■ **Required action**: Please output every entry below precisely as written.

[Referring expression pointing data]
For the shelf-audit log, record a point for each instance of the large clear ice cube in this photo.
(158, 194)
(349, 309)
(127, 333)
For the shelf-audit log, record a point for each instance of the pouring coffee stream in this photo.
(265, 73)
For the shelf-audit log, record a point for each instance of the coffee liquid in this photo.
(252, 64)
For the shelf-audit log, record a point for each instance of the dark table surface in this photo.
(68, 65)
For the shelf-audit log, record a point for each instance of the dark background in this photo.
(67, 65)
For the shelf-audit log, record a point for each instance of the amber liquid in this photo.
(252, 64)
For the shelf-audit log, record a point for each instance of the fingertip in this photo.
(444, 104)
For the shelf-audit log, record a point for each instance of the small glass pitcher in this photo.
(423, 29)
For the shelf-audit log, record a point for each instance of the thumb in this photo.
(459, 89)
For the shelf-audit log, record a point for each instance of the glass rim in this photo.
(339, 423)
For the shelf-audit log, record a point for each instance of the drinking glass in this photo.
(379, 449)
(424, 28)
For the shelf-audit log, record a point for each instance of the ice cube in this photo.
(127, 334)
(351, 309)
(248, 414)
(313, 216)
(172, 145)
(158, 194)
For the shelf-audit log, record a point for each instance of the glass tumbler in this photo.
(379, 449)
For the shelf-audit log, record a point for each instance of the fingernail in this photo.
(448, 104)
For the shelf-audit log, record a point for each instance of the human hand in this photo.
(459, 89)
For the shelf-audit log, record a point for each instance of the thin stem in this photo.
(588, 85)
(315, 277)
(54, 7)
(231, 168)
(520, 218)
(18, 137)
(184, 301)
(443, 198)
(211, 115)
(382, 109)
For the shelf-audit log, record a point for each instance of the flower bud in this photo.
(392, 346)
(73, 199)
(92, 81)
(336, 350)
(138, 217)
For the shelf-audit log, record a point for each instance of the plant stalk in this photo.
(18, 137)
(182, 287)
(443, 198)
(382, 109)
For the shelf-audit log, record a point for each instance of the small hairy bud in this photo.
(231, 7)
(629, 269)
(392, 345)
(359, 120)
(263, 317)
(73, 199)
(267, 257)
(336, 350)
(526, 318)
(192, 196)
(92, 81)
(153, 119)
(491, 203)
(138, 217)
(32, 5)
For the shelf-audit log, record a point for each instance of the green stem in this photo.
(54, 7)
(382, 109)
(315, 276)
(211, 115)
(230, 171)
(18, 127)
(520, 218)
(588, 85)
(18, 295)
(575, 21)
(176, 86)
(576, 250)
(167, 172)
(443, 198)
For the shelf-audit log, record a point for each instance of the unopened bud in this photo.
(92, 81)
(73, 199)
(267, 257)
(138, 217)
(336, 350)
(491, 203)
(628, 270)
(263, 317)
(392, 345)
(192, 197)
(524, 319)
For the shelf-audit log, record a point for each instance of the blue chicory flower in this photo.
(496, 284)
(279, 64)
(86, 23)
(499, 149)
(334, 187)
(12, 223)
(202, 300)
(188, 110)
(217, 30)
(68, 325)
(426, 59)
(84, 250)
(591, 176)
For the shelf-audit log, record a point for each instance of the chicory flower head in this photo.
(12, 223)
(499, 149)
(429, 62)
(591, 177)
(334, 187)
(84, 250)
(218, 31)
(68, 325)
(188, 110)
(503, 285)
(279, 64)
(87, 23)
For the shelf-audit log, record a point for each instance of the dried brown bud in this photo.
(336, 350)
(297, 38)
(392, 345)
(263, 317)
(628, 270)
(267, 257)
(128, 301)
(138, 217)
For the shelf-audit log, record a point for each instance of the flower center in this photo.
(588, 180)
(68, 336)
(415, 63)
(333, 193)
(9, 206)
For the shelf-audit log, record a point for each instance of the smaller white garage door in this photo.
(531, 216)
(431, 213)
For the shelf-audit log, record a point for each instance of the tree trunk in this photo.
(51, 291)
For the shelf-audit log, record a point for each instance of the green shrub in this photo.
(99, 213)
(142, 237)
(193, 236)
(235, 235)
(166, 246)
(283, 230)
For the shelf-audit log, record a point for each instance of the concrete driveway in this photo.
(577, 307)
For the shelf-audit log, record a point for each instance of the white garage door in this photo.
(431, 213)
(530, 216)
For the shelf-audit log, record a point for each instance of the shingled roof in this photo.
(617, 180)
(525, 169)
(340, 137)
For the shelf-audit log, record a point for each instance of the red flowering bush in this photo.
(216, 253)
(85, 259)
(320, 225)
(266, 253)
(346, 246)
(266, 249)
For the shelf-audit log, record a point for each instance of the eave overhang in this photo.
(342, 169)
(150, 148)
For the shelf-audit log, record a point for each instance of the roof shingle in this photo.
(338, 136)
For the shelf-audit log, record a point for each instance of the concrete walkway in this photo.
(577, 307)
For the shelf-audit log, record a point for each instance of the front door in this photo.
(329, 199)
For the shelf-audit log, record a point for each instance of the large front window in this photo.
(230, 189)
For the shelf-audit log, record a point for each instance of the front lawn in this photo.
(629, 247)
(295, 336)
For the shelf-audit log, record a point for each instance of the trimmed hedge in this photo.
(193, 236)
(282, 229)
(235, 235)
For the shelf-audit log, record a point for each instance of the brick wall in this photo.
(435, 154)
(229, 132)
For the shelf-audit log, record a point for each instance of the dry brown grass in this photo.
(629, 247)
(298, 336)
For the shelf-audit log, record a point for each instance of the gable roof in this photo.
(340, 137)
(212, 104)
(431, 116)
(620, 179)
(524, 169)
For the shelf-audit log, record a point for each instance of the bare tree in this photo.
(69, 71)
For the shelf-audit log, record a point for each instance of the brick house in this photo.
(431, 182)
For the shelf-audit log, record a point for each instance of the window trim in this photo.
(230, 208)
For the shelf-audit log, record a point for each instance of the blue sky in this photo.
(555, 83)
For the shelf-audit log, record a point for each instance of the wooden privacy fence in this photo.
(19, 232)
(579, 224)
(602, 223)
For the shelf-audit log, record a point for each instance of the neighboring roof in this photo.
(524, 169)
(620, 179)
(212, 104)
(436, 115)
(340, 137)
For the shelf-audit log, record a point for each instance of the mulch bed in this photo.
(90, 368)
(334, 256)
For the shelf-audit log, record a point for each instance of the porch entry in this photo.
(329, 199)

■ **Solved problem**:
For the shelf-audit log, record a point for each instance of the large clear ice cube in this photo.
(158, 194)
(349, 309)
(127, 333)
For the shelf-audit log, record a point for each instance of the pouring coffee stream in this photo.
(265, 73)
For the shelf-audit log, record a point for each instance of the coffee liquid in this photo.
(252, 64)
For the shelf-audit log, record a point for each instance of the dark table surface in this photo.
(68, 65)
For the shelf-audit log, record a point for each instance of the dark background in this photo.
(67, 65)
For the shelf-audit log, record a point for each instance of the amber liquid in this photo.
(252, 64)
For the shelf-audit log, record a point for each instance of the fingertip in this photo.
(444, 104)
For the shelf-audit log, record a point for each instance of the small glass pitcher in this photo.
(423, 29)
For the shelf-audit log, record a point for each instance of the thumb in this photo.
(459, 89)
For the shelf-audit log, record a point for each instance of the glass rim in this photo.
(339, 423)
For the shelf-audit log, record a point for each instance of the drinking glass in this photo.
(379, 449)
(424, 28)
For the shelf-audit log, record a point for each instance of the ice cube in this photo.
(127, 334)
(351, 309)
(248, 414)
(313, 216)
(172, 145)
(158, 194)
For the shelf-audit log, record a point for each instance of the glass tumbler in this photo.
(379, 449)
For the shelf-audit log, record a point for each instance of the fingernail in this photo.
(448, 104)
For the shelf-audit log, record a point for each instance of the human hand in this photo.
(459, 89)
For the shelf-audit log, record a point for each instance of the thin stem in this photo.
(588, 85)
(315, 277)
(54, 7)
(231, 168)
(520, 218)
(18, 137)
(184, 301)
(443, 198)
(211, 115)
(382, 109)
For the shelf-audit log, record a point for each instance of the flower bud in this photo.
(392, 346)
(73, 199)
(92, 81)
(336, 350)
(138, 217)
For the shelf-audit log, record a point for each instance of the plant stalk in this photo.
(18, 137)
(182, 287)
(443, 198)
(382, 109)
For the shelf-audit log, record a point for each instance of the small hairy bud in this photo.
(231, 7)
(629, 269)
(392, 345)
(359, 120)
(263, 317)
(73, 199)
(267, 257)
(336, 350)
(526, 318)
(192, 196)
(92, 81)
(153, 119)
(491, 203)
(138, 217)
(32, 5)
For the shelf-audit log, record a point for each instance of the green stem in this photo.
(54, 7)
(382, 109)
(315, 276)
(211, 115)
(230, 171)
(18, 127)
(520, 218)
(588, 85)
(18, 295)
(575, 21)
(176, 86)
(576, 250)
(167, 172)
(443, 198)
For the shelf-audit log, record a point for each instance of the unopened bud in this photo.
(92, 81)
(73, 199)
(267, 257)
(138, 217)
(336, 350)
(491, 203)
(628, 270)
(263, 317)
(392, 345)
(192, 197)
(524, 319)
For the shelf-audit log, record a point for each instance of the blue chicory flower in this photo.
(496, 284)
(279, 64)
(86, 23)
(499, 149)
(334, 187)
(12, 223)
(202, 300)
(188, 110)
(217, 30)
(68, 325)
(426, 59)
(84, 250)
(591, 176)
For the shelf-audit log, record a point for each instance of the chicory flower head in this photo.
(12, 223)
(499, 149)
(429, 62)
(591, 177)
(334, 187)
(84, 250)
(218, 31)
(68, 325)
(188, 110)
(503, 285)
(279, 64)
(87, 23)
For the shelf-audit log, record a point for each instance of the dried brown bud in this photo.
(336, 350)
(297, 38)
(392, 345)
(263, 317)
(628, 270)
(267, 257)
(128, 301)
(138, 217)
For the shelf-audit log, record a point for each instance of the flower center in this photo.
(588, 180)
(68, 336)
(415, 63)
(333, 193)
(9, 206)
For the shelf-audit log, record a point for each instance of the smaller white garage door in this photo.
(531, 216)
(431, 213)
For the shelf-audit log, record a point for each instance of the tree trunk in this photo.
(51, 291)
For the shelf-audit log, record a point for each instance of the green shrub in this photo.
(99, 213)
(142, 237)
(193, 236)
(235, 235)
(166, 246)
(283, 230)
For the shelf-audit log, record a point for each instance of the concrete driveway in this photo.
(577, 307)
For the shelf-audit log, record a point for each instance of the white garage door in this photo.
(431, 213)
(530, 216)
For the shelf-audit log, record a point for each instance of the shingled roof in this photo.
(617, 180)
(525, 169)
(340, 137)
For the shelf-audit log, record a point for each instance of the red flowering bush in this photo.
(216, 253)
(85, 259)
(320, 225)
(266, 253)
(346, 246)
(266, 249)
For the shelf-audit log, record a point for each instance of the eave overhang in this photo.
(342, 169)
(150, 148)
For the shelf-audit log, record a point for each instance of the roof shingle in this photo.
(338, 136)
For the shelf-audit log, record a point for each instance of the concrete walkway in this photo.
(577, 307)
For the shelf-audit log, record a point for each instance of the front door in this photo.
(329, 199)
For the shelf-audit log, record a point for each instance of the large front window in this photo.
(230, 189)
For the shelf-audit log, record a point for each instance of the front lawn in this photo.
(629, 247)
(295, 336)
For the shelf-audit log, record a point for each instance of the trimmed hedge in this photo.
(193, 236)
(282, 229)
(235, 235)
For the shelf-audit log, record a point for each instance of the brick wall in this photo.
(435, 154)
(229, 132)
For the shelf-audit log, record a point for each instance of the dry brown grass in this photo.
(629, 247)
(298, 336)
For the shelf-audit log, record a point for each instance of the gable roof in this photo.
(340, 137)
(212, 104)
(431, 116)
(620, 179)
(524, 169)
For the shelf-audit log, record a point for each instance of the bare tree in this photo.
(69, 71)
For the shelf-audit log, record a point for each instance of the brick house in this photo.
(431, 182)
For the shelf-audit log, record a point for each instance of the window trim in this photo.
(230, 208)
For the shelf-audit log, record a point for each instance of the blue sky in this photo.
(555, 83)
For the shelf-audit log, record a point for each instance of the wooden privacy fence in this photo.
(19, 232)
(579, 224)
(602, 223)
For the shelf-audit log, record a point for each instance of the neighboring roof in this photo.
(524, 169)
(620, 179)
(212, 104)
(436, 115)
(340, 137)
For the shelf-audit log, record a point for each instance of the mulch bed in this photo.
(90, 368)
(334, 256)
For the shelf-audit log, record a point for each instance of the porch entry in this photo.
(329, 199)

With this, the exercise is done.